• WRITTEN PROBLEM 1: Rewrite the paragraph of the spinning class post that begins "Spinning that feels like a dance party" in a shorter form, keeping its main facts.
• WRITTEN PROBLEM 2: Transcribe the part of the spinning class post starting with "What makes a" and going on through "while you read).", with no changes.

# PASSAGE GIVEN start

What makes a good spinning class?

(This post has a soundtrack.  Click here or go to mixcloud.com and search George Chaker. Click any of the spinning mixes and play it while you read).


Spinning that feels like a dance party.  That’s George, at Torq ride.  I’ve been spinning, off and on, for about 18 years, and I recently discovered George.  He’s a DJ and a fitness guy and probably my favourite spinning instructor I’ve ever had.  He has just the right blend of presence, push and trust in the class.  George starts out moving fast and it just gets faster. No pauses, very little recovery of any kind.  But I do it and leave the class feeling incredible. Here’s what happens in my head when I’m in one of George’s classes:

I like the dark… that music is fantastic … RPMs not at 85, go harder, find the beat of the music, push harder, those watts are climbing…135… 149… 187… 201… reach harder… 210 … 201… 202… this is crazy but my body is keeping up… are my knees okay?   The guy next to me is keeping time by beating his hand on his handlebars… he’s so into it… up out of the saddle — form… 3 position, core, form… music …pedal harder… 35 km/hr… 241 watts… 30 second push… 335 watts… tension off, keep pedalling, stay at 85…That guy next to me is moaning… how is it george pushes us like this.  this was a terrible class to forget to grab a towel — my hands are slipping off the bars… use your shirt… everything is slidey… everything feels strong and breathless.. 5 more minutes… one more push… 334… oof… that guy is moaning again…push push push omg that felt so good 


This photo depicts a row of barely visible people on spinning bikes in a dimly lit room.

# PASSAGE GIVEN end
# LISTED ENTRIES start

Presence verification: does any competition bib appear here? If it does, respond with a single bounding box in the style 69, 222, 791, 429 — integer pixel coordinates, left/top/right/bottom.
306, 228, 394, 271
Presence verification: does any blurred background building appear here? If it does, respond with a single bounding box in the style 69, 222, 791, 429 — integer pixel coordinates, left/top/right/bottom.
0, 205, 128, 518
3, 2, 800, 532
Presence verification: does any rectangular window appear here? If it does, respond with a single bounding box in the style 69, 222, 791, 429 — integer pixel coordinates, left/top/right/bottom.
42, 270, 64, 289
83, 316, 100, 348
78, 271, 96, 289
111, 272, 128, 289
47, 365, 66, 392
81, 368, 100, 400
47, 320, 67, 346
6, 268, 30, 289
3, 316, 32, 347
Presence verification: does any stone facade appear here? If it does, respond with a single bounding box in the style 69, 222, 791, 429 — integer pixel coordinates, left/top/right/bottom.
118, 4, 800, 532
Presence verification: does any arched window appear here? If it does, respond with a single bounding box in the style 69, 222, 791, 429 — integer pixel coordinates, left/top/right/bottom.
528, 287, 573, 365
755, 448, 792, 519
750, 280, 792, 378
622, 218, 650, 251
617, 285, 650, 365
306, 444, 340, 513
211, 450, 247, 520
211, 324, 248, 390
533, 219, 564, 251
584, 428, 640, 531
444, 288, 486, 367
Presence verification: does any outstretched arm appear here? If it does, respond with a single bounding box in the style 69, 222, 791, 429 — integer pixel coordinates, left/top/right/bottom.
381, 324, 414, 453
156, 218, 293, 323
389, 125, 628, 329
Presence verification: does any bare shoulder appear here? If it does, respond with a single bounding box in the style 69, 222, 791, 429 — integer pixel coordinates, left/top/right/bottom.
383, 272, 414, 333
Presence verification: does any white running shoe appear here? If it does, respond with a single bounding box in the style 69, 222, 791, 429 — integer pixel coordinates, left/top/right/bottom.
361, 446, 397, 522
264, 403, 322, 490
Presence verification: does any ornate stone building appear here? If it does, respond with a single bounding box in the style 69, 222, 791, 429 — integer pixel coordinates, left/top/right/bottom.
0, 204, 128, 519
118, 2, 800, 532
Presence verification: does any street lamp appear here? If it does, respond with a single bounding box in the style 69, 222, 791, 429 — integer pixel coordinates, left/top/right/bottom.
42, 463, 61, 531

# LISTED ENTRIES end

• TASK RESULT 1: George's class at Torq ride feels like a dance party. After about 18 years of spinning on and off, I recently found George, a DJ and fitness guy who is probably my favorite spinning instructor. He blends presence, push and trust in the class. He starts fast and keeps getting faster, with no pauses and very little recovery. I still do it and leave feeling incredible. Here's what goes through my head in one of his classes:

• TASK RESULT 2:
What makes a good spinning class?

(This post has a soundtrack.  Click here or go to mixcloud.com and search George Chaker. Click any of the spinning mixes and play it while you read).